• [DO THIS] Please rescale the lines starting at the one containing "Task: point to every instance of the green eye." and ending at the one containing "[[263, 260]]", both included, and write them all out again, requests too. Multiply every coordinate in the answers by 2.35 and round to whole numbers, halves up, leaving the requests and their format samples unchanged.

>> START

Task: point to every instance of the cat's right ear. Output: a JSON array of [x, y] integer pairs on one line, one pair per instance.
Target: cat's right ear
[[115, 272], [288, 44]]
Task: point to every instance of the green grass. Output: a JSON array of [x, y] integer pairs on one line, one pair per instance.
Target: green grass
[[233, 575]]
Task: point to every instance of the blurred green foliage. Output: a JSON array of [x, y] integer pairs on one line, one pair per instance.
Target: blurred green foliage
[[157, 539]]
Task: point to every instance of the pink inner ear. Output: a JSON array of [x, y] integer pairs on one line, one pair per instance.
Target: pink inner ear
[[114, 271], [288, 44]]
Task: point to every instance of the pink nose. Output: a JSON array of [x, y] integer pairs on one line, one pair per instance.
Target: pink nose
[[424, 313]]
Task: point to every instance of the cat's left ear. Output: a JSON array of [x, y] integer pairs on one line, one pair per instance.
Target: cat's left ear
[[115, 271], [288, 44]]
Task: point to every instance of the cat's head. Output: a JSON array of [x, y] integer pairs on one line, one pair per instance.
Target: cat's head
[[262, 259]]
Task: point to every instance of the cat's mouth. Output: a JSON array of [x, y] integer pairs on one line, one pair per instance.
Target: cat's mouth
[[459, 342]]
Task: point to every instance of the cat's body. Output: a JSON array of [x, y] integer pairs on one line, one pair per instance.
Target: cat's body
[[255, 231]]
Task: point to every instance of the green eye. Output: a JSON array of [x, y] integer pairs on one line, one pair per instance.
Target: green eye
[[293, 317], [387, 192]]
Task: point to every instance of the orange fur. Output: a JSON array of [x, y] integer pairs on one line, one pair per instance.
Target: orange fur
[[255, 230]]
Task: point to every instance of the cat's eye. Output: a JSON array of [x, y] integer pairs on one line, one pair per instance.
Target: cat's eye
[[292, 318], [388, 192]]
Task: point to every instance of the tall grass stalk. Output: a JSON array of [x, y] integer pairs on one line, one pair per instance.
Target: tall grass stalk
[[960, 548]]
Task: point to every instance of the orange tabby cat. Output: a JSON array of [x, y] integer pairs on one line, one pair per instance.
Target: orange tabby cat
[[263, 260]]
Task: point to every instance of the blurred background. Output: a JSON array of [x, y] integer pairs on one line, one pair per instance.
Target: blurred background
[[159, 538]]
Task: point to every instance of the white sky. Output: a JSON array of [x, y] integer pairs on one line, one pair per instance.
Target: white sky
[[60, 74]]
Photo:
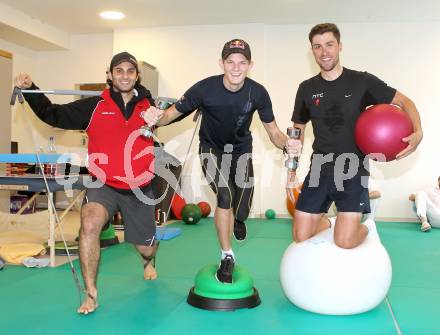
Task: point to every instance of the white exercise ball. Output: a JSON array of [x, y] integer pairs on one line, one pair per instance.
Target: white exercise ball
[[320, 277]]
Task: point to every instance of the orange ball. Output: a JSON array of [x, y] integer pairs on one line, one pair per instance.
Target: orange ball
[[205, 208]]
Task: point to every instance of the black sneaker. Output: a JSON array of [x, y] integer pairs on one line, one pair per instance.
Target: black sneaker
[[224, 272], [240, 230]]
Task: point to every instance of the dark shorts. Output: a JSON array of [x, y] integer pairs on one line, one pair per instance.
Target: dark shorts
[[318, 199], [230, 176], [139, 223]]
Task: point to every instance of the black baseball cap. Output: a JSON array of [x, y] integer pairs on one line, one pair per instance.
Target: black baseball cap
[[236, 46], [123, 57]]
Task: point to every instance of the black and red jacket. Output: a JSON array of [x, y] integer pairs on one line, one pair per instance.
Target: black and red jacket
[[118, 155]]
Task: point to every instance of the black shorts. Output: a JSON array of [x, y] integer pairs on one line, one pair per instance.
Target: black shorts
[[139, 223], [318, 199], [230, 176]]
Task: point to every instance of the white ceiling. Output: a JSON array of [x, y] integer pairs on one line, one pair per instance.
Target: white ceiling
[[81, 16]]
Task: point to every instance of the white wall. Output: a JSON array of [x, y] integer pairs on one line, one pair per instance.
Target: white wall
[[402, 54], [85, 62]]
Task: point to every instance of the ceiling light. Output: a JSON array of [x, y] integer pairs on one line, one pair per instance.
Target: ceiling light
[[112, 15]]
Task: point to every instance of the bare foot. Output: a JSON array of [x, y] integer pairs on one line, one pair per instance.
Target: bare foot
[[89, 305], [150, 272]]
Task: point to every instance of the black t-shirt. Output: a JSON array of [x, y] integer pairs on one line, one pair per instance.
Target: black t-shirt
[[334, 106], [227, 115]]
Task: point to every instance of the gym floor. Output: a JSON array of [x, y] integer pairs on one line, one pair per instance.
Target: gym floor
[[43, 301]]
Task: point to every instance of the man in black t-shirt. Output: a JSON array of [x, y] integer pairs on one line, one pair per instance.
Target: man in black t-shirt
[[332, 101], [228, 102]]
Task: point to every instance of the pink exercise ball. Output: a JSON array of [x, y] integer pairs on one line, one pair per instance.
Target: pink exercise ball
[[380, 129]]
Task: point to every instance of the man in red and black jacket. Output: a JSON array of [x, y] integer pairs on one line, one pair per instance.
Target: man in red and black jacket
[[119, 158]]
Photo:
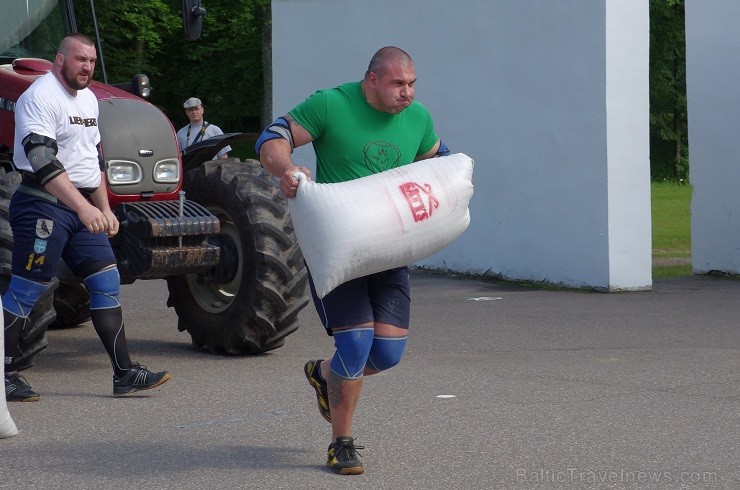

>> END

• [EXPECTED ANSWER]
Task: point to every instance of the green eye. Output: a JSON array of [x, y] integer pairs on one line, one pair per instance.
Target: green eye
[[689, 745], [909, 451]]
Task: point to every instance of the orange fur. Output: a JSON array of [x, y] integer pairs on one line, one pair per instance.
Target: orange fur
[[599, 541]]
Task: point to every instance of the cat's eye. Output: a JSON array of [x, y] integer pairs on one line, one pair per instance.
Target: cat's eye
[[686, 747], [912, 451]]
Task: point to every instance of the tall grass stalk. Output: a JSON array of [x, y] integer pairs on one line, one pair per instance.
Target: tall grass stalk
[[2256, 1288]]
Task: point to every instance of the orange tabby cat. Output: a JSON array of [x, y] integer pairs on one line, one pair per instance.
Target: orange tabby cat
[[618, 611]]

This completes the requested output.